Senate leaders are warning a full vote might fail.

Senate Minority Leader Jeff Woodburn said he’s not optimistic the bill will pass, but said he does see it as part of a longer drive to reform marijuana.

The Legislature voted in 2013 to create New Hampshire’s medical marijuana laws and last year decriminalized certain amounts of the drug, he said.

“I think there is a slow movement toward recognizing the reality of what’s going on around us in New Hampshire,” said Woodburn, who represents the North Country, adding neighboring states are moving quickly to legalize the drug.

Both Massachusetts and Maine have legalized marijuana, with the first pot shops expected to open in the Bay State this year. The Vermont Senate also approved a legalization bill on Wednesday that, if signed, will to go into effect on July 1.

Even if the Senate did pass a legalization bill, Republican Gov. Chris Sununu has indicated he wouldn’t sign it.

--*--

Reproduce the passage on the New Hampshire marijuana legalization bill between "Senate leaders are" and "to reform marijuana.", inclusive.

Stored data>
--*--

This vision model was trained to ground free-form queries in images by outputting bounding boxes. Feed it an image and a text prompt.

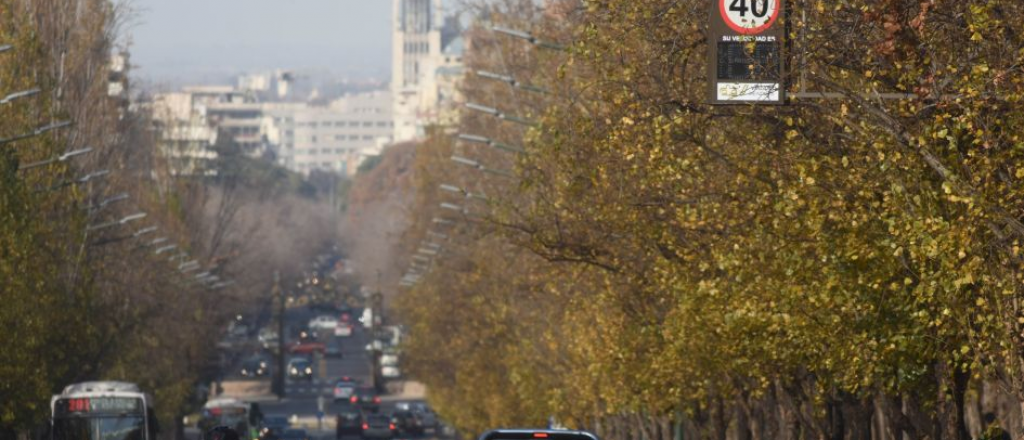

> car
[348,387,381,412]
[288,357,313,382]
[309,315,338,329]
[334,322,353,338]
[239,356,270,378]
[288,341,327,354]
[394,401,438,430]
[324,339,341,358]
[259,415,291,440]
[381,352,401,379]
[294,327,319,342]
[280,430,309,440]
[334,376,359,400]
[335,405,362,439]
[391,410,426,436]
[256,327,278,349]
[361,414,398,440]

--*--

ANSWER TO THIS PROBLEM>
Senate leaders are warning a full vote might fail.

Senate Minority Leader Jeff Woodburn said he’s not optimistic the bill will pass, but said he does see it as part of a longer drive to reform marijuana.